--- START ---

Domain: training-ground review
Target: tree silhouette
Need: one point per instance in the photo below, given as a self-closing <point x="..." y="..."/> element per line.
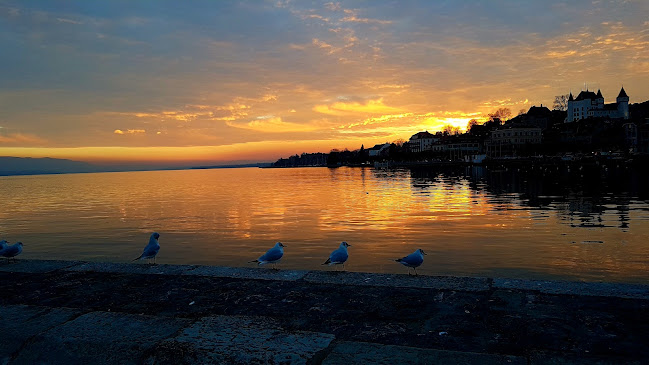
<point x="501" y="114"/>
<point x="560" y="102"/>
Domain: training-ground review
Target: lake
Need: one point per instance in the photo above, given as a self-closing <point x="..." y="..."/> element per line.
<point x="472" y="221"/>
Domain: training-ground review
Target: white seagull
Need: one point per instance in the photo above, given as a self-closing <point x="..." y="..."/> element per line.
<point x="151" y="250"/>
<point x="12" y="251"/>
<point x="272" y="256"/>
<point x="339" y="256"/>
<point x="413" y="260"/>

--- END ---

Please give back, exactly as it stands above, the stretch from the line with "Target: lake" through the line with "Target: white seagull", and no line outside it.

Result of the exercise —
Target: lake
Need: one point per instance in the photo above, given as a self-closing <point x="..." y="..."/> element per line.
<point x="472" y="221"/>
Domain: training-ground review
Target: white seagull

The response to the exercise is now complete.